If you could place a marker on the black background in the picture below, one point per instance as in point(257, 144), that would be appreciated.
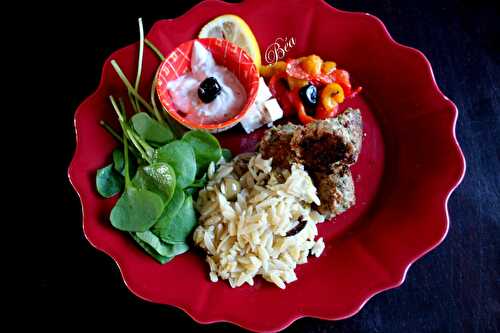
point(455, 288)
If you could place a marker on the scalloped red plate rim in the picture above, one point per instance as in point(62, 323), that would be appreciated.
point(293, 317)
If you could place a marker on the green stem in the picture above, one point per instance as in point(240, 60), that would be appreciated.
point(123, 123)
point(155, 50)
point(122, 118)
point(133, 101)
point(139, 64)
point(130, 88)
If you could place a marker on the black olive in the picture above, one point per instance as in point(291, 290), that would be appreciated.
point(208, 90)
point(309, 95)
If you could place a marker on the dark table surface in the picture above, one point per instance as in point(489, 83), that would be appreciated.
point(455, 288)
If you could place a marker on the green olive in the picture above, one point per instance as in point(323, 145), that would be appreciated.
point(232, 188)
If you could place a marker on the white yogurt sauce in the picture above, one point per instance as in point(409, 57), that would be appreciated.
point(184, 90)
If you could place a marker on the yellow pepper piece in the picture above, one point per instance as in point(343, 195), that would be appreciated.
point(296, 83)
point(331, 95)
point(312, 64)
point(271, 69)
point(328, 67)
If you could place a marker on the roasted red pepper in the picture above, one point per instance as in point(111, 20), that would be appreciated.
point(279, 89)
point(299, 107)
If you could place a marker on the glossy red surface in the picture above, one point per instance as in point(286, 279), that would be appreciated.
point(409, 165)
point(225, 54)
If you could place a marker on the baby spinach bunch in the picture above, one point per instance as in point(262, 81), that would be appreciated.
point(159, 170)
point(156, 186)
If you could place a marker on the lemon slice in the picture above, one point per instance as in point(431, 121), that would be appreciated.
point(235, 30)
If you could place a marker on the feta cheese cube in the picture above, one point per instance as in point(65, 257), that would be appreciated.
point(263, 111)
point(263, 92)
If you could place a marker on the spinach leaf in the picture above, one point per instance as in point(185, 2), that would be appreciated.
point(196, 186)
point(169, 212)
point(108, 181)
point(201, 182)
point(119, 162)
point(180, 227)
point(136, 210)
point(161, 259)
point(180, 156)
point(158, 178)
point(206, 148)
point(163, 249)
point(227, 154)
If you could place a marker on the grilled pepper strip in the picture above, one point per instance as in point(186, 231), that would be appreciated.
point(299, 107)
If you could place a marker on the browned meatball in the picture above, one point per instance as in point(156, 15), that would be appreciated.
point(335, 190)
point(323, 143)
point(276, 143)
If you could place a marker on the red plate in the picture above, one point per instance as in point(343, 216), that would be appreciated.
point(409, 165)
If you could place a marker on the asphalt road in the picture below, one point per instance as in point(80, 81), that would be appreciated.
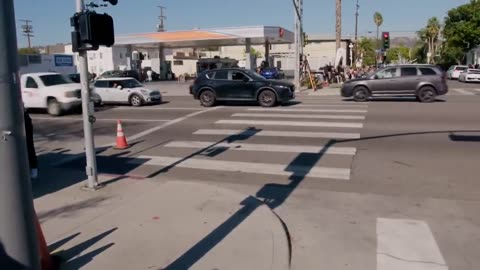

+--

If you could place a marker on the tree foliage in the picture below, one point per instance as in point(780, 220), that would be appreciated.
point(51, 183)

+--

▶ _AIM_
How many lines in the items above contain the word "spinach"? Reply with the number alone.

▶ _REPLY_
2